─── AVAILABLE RECORDS

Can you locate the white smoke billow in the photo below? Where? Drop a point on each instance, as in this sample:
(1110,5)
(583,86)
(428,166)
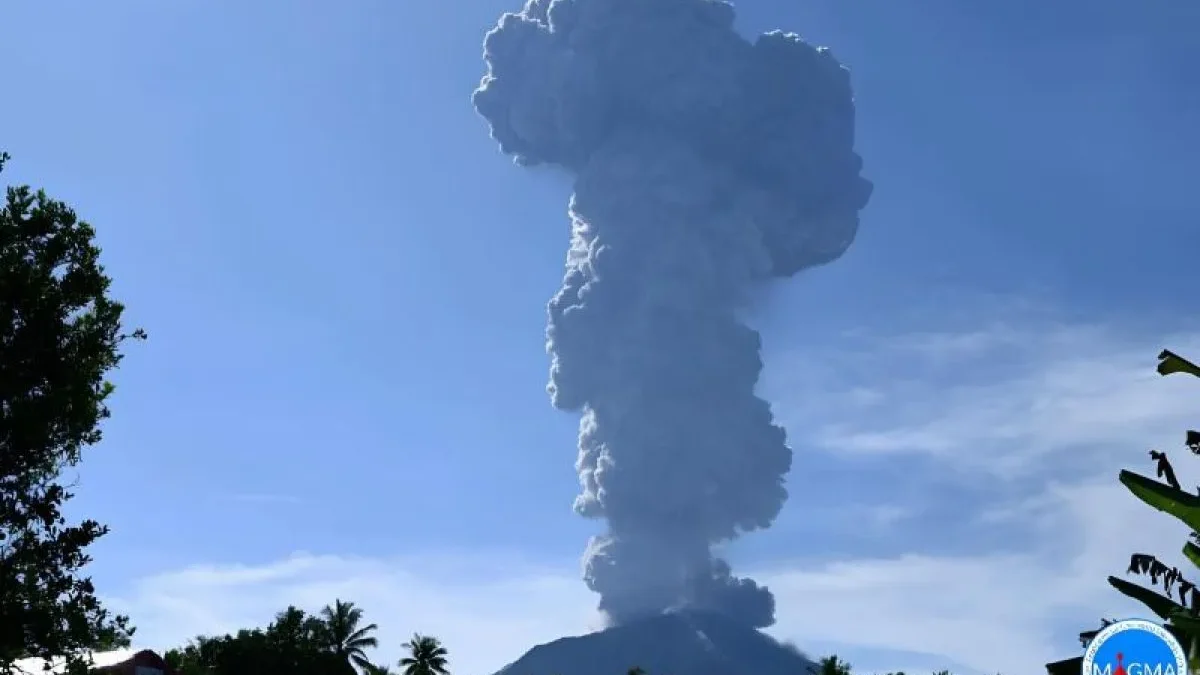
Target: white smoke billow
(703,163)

──────
─── AVAILABLE RECORDS

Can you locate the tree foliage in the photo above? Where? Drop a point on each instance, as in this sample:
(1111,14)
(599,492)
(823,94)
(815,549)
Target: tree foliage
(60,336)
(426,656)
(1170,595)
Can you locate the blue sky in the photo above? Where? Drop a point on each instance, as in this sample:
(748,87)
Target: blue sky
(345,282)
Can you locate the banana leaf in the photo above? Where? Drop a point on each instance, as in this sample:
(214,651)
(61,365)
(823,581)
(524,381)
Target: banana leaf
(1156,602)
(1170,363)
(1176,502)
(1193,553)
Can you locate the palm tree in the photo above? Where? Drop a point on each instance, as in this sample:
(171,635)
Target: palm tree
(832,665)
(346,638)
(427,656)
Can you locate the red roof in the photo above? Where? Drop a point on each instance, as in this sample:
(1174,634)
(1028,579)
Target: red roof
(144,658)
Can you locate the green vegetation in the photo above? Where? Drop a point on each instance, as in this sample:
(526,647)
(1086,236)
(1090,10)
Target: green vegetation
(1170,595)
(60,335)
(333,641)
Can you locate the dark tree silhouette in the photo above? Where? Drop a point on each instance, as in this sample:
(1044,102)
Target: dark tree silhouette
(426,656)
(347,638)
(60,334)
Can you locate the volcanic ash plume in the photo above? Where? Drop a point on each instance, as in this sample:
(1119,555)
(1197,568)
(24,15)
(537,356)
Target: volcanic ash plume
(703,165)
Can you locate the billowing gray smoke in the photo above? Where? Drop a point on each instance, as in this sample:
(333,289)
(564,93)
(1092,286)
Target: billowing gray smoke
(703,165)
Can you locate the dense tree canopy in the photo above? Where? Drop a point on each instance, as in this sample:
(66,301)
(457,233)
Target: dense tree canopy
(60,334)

──────

» ASSIGNMENT
Please copy each line of the entries in which the word "this" shows up.

» FINISHED TASK
Can you locate the white smoke billow in the photo below? Where? Drop a point on each instance, as in this sample:
Can you locate the tree foliage in the photo above? Where? Drop a point on each instance, as in this sample:
Can you locate the blue sky in the photo above? Where? Drop a point on each instance, as in this sample:
Can you locate the banana leaf in the photo above? Where? Drop a point on each instance, as in this sample:
Can you locate the palm tree in the photo above? Where? Drop a point on each instance, as in this sample:
Can you locate the red roof in the photo above? Where? Drop a point on each instance, as in this sample:
Can you locate the green vegetation in the photo above? Where? Drop a point on each instance, as in this sample:
Can you locate the dark tree silhouette in the photo above? Where? Drop a point on each instance, as in this sample:
Can you locate the volcanic ash plume in the photo above? Where? Drop a point on each instance, as in this sample:
Can you locate the billowing gray smoke in the photo above? Where? Drop a point on each instance, as in this sample:
Can you locate the dense tree canopy in the photo above? Where? Drop a point on each instance, as in this sample:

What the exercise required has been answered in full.